* **TASK PROMPT**
Would you return every entry below without a single difference?
===== AVAILABLE RECORDS =====
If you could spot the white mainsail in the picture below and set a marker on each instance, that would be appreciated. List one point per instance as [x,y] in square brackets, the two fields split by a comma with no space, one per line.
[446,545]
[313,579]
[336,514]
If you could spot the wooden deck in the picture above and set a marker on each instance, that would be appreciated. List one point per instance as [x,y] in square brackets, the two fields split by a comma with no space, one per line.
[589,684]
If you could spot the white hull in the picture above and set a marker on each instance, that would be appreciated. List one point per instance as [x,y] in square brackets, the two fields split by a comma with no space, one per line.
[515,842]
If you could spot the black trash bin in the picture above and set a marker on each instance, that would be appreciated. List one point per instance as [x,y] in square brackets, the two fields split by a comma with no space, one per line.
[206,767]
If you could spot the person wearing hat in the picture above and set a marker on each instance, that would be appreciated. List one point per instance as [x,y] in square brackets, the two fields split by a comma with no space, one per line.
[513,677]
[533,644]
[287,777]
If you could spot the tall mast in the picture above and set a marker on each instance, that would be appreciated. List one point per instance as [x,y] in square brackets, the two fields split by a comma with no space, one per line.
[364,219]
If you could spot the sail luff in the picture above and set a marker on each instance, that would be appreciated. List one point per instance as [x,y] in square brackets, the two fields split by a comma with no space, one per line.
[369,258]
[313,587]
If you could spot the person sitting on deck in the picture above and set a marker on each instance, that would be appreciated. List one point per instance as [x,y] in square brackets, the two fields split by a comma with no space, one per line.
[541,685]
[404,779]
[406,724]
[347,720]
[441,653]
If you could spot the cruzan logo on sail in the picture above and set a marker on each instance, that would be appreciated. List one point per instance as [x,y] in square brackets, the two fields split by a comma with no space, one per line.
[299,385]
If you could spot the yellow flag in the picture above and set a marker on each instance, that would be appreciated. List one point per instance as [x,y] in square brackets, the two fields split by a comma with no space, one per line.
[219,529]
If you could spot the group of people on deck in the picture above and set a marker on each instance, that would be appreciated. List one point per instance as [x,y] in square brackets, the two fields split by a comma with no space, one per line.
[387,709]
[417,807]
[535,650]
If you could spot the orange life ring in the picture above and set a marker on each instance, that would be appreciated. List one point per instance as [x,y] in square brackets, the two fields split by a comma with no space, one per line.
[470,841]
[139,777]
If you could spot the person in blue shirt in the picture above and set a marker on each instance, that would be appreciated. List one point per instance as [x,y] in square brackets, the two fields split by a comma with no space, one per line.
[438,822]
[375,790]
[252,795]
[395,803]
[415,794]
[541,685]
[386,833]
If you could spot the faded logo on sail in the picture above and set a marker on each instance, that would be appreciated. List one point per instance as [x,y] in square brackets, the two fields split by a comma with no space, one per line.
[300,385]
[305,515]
=====
* **RESPONSE AREA**
If you could spot the white mainsail in the picture below and set a marker on each instance, that would be appreciated. List one point per instance as [x,y] in square brackets, the two fields split by a comma with no space, one per line.
[446,545]
[313,579]
[336,514]
If you could spot the wooden deck in the picture above and set a marker on each instance, that would be appreciated. List one point per instance as [x,y] in square brackets, the two fields split by a comma with no space, one per line.
[589,684]
If you could spot the white hull in the picture above and set a marker on each instance, that would be appreciated. List one point per instance as [x,y] in square brackets, the two fields split by a comma with no space, one per line.
[515,842]
If you could spot the black trash bin in the picture above and set a marker on each instance, that would be appreciated. List one point per instance as [x,y] in square brackets, the two fields split by a comma with no space, one per line.
[206,767]
If you could spot the person wearing hat in the picture above and set a marker on each instance, that would be appreciated. List one point per instance as [x,y] in square brackets, the two fields split by a comma with no space, one per line.
[513,677]
[533,644]
[287,777]
If you could spot the tall mast in the picture above and set a marker on each instance, that would be appreciated. List one point per instance as [x,y] in square brackets, the two fields split by a comma with no space, one per line.
[364,219]
If you could spot the sail luff in the picture above and set a marker on each instance, that would be appreciated. List one point per instance as [x,y] in square brackets, the two fields split by a comma with no space, one per line.
[369,258]
[313,587]
If you could spot the person sitting on deck in the picture above and set a marker on each instance, that would be appreciated. List one point per instance as [x,y] in square brackets, the two fields split by a comma with no space, one per line.
[541,685]
[404,779]
[406,724]
[347,720]
[441,653]
If you could spot the cruzan logo on sail in the picture above and set a marker on each instance, that would be appreciated. List one point per instance as [x,y] in square brackets, the two fields split by a comma with no space, one per line.
[299,385]
If you could spot the yellow flag in the picture above and set a marker on each instance, that would be appreciated. List one point per instance as [x,y] in square brackets, the two fields split by a comma with no space, one per line.
[219,529]
If you could spot the group of people on deck in the picture above and set a marker on each instance, that would be appreciated. List one point per instance as [x,y] in square brackets, the two fields split by a comma with no space, one per line.
[387,709]
[417,807]
[535,650]
If you could spot the orange life ring in the picture above and set a marker on each instance, that would be appreciated. List one point per instance as [x,y] in square brackets, the two fields split by a comma with no space, one per line.
[470,841]
[139,777]
If you could spot the person in blue shirt in the picture above and set a marker on each instance, that would be appreciated. List one point per instance as [x,y] in square brackets, the two fields split by a comma with no space, one per line.
[438,822]
[375,790]
[252,795]
[395,803]
[415,794]
[541,685]
[386,833]
If you could spot the faded logo on sail in the picture above and set a marker on each instance, that would be appreciated. List one point per instance as [x,y] in square brackets, the two fields split by a comma with no space, one per line.
[300,385]
[305,515]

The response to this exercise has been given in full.